- WRITTEN EXERCISE 1 -
Copy out the whole article on etching iron meteorites word for word.

----------

ETCHING IRON METEORITES
- ️Paul Harris
- ️Sun Sep 11 2011
Conducted by Ron Hartman
Department of Earth Sciences & Astronomy
Mt. San Antonio College
Fifth in a series of introductory topics for the beginning meteorite collector!
![](https://www.meteorite-times.com/Back_Links/2002/November/campo.jpg)
A nickel-iron meteorite having an octahedral crystalline structure is essentially an alloy of consisting of two phases of nickel-iron, kamacite and taenite. (The iron has already become a solid but is not yet rigid. It is during this period of cooling that the kamacite separates from taenite. Taenite has a higher percentage of nickel, having solidified from a solid solution of iron and nickel at a higher temperature than kamacite. This results in differences in crystallization during the cooling process. The fields between the bands is a mix of kamacite and taenite (a supersaturated solution of taenite and kamacite) called plessite. (The details of how all this comes about is a fascinating study and will be discussed next month.) Kamacite (the wider bands) is more easily dissolved than taenite by acid and thus the plate structure is revealed upon etching. The angles formed by the bands is dependent on how the meteorite is cut.
Etching patterns are not unique to meteorites. Iron alloys will etch because as they cool their different metal components (phases) will freeze out at various temperatures, forming characteristic crystalline arrangements. The patterns we see in meteorites, however, are unique and characteristic.
There are, in fact, many industrial etchants, all having specific uses. (Dowdell,) Three of these that are well known in industry are nitric acid (nital), hydrochloric acid, and ferric chloride. In meteorite circles we have all grown up to believe in nitric acid as the favored (and presumably only) choice. As early as 1915, Farrington, and later Nininger, (1936) taught us how to etch an iron meteorite using nitric acid. Perry, (1944), in discussing etching reagents cites the usefulness of ferric chloride in etching meteorites as “minor”.

----------

- WRITTEN EXERCISE 2 -
In the entries, take the part that opens with the line containing "Task: pick out tree canopy, one" and closes with the line containing "<point>532,177</point>", and write only those lines again with "tree canopy" swapped for "leafy treetop" and nothing else changed.

----------

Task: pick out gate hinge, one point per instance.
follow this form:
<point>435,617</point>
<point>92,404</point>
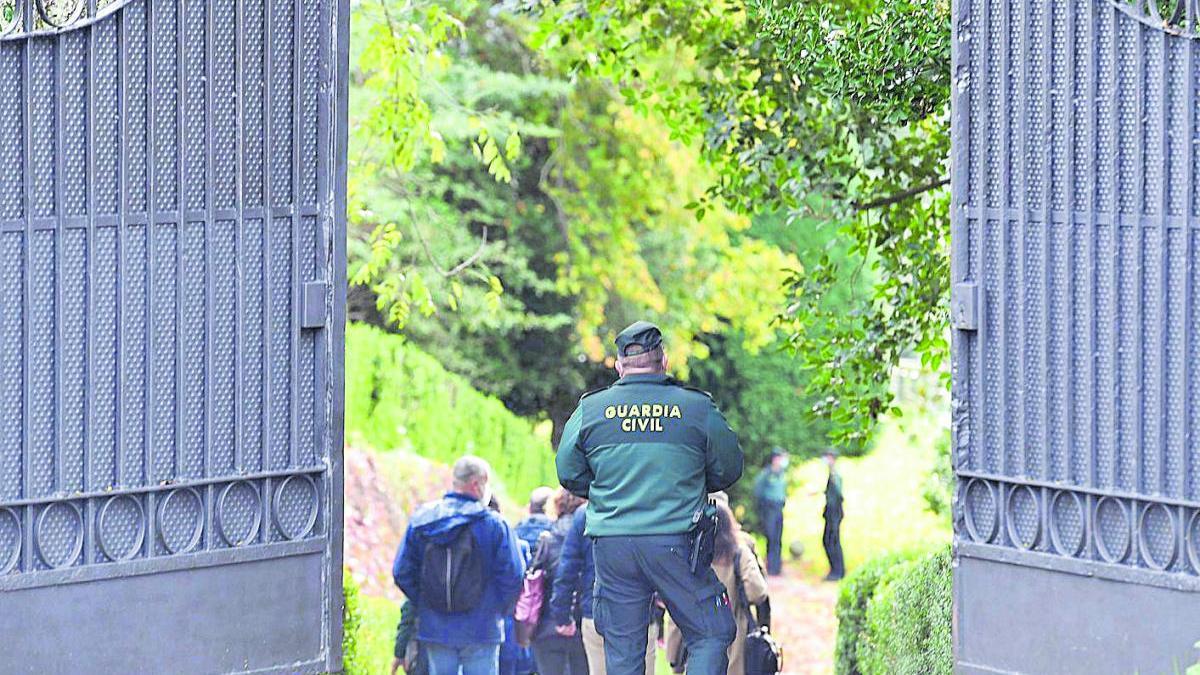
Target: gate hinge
<point>965,306</point>
<point>312,304</point>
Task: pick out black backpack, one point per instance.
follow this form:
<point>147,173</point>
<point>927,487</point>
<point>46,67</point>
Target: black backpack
<point>761,653</point>
<point>453,574</point>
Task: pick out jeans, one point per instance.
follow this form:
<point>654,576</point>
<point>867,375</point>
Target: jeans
<point>832,541</point>
<point>772,517</point>
<point>564,656</point>
<point>471,659</point>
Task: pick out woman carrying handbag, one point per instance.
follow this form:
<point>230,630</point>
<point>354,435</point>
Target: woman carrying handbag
<point>737,566</point>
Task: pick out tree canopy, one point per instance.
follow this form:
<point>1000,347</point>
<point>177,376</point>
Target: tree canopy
<point>532,177</point>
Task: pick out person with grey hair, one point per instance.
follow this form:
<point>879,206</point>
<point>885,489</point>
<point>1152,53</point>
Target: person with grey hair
<point>538,521</point>
<point>461,566</point>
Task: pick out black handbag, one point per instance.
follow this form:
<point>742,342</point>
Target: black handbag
<point>761,653</point>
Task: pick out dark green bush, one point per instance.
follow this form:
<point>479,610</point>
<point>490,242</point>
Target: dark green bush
<point>352,619</point>
<point>853,597</point>
<point>401,398</point>
<point>909,620</point>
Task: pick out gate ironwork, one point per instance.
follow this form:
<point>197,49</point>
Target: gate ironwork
<point>172,293</point>
<point>1077,344</point>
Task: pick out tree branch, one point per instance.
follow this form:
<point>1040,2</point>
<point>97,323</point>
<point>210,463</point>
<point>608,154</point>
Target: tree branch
<point>900,196</point>
<point>429,254</point>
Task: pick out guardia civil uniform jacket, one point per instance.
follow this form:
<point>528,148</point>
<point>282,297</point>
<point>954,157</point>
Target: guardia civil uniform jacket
<point>646,452</point>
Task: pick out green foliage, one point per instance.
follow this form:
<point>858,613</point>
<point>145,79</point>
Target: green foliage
<point>839,108</point>
<point>853,597</point>
<point>400,398</point>
<point>352,621</point>
<point>939,490</point>
<point>909,620</point>
<point>379,617</point>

----------

- ANSWER 1 -
ETCHING IRON METEORITES
- ️Paul Harris
- ️Sun Sep 11 2011
Conducted by Ron Hartman
Department of Earth Sciences & Astronomy
Mt. San Antonio College
Fifth in a series of introductory topics for the beginning meteorite collector!
![](https://www.meteorite-times.com/Back_Links/2002/November/campo.jpg)
A nickel-iron meteorite having an octahedral crystalline structure is essentially an alloy of consisting of two phases of nickel-iron, kamacite and taenite. (The iron has already become a solid but is not yet rigid. It is during this period of cooling that the kamacite separates from taenite. Taenite has a higher percentage of nickel, having solidified from a solid solution of iron and nickel at a higher temperature than kamacite. This results in differences in crystallization during the cooling process. The fields between the bands is a mix of kamacite and taenite (a supersaturated solution of taenite and kamacite) called plessite. (The details of how all this comes about is a fascinating study and will be discussed next month.) Kamacite (the wider bands) is more easily dissolved than taenite by acid and thus the plate structure is revealed upon etching. The angles formed by the bands is dependent on how the meteorite is cut.
Etching patterns are not unique to meteorites. Iron alloys will etch because as they cool their different metal components (phases) will freeze out at various temperatures, forming characteristic crystalline arrangements. The patterns we see in meteorites, however, are unique and characteristic.
There are, in fact, many industrial etchants, all having specific uses. (Dowdell,) Three of these that are well known in industry are nitric acid (nital), hydrochloric acid, and ferric chloride. In meteorite circles we have all grown up to believe in nitric acid as the favored (and presumably only) choice. As early as 1915, Farrington, and later Nininger, (1936) taught us how to etch an iron meteorite using nitric acid. Perry, (1944), in discussing etching reagents cites the usefulness of ferric chloride in etching meteorites as “minor”.

- ANSWER 2 -
Task: pick out leafy treetop, one point per instance.
follow this form:
<point>1000,347</point>
<point>177,376</point>
Target: leafy treetop
<point>532,177</point>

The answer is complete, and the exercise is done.